[Dataset entries]
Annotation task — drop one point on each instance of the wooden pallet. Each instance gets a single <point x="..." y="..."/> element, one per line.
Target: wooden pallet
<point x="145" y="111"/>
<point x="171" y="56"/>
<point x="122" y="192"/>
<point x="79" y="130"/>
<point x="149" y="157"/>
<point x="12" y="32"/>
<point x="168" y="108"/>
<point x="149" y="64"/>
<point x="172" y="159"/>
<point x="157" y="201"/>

_REQUIRED WORK_.
Quote all of the entries verbatim.

_OUTPUT FOR THIS EXERCISE_.
Annotation task — drop one point on each instance of the wooden pallet. Each instance gets a single <point x="..." y="..."/> element, one per line.
Target: wooden pallet
<point x="145" y="111"/>
<point x="171" y="56"/>
<point x="122" y="192"/>
<point x="79" y="130"/>
<point x="149" y="157"/>
<point x="12" y="32"/>
<point x="168" y="108"/>
<point x="149" y="64"/>
<point x="172" y="159"/>
<point x="157" y="201"/>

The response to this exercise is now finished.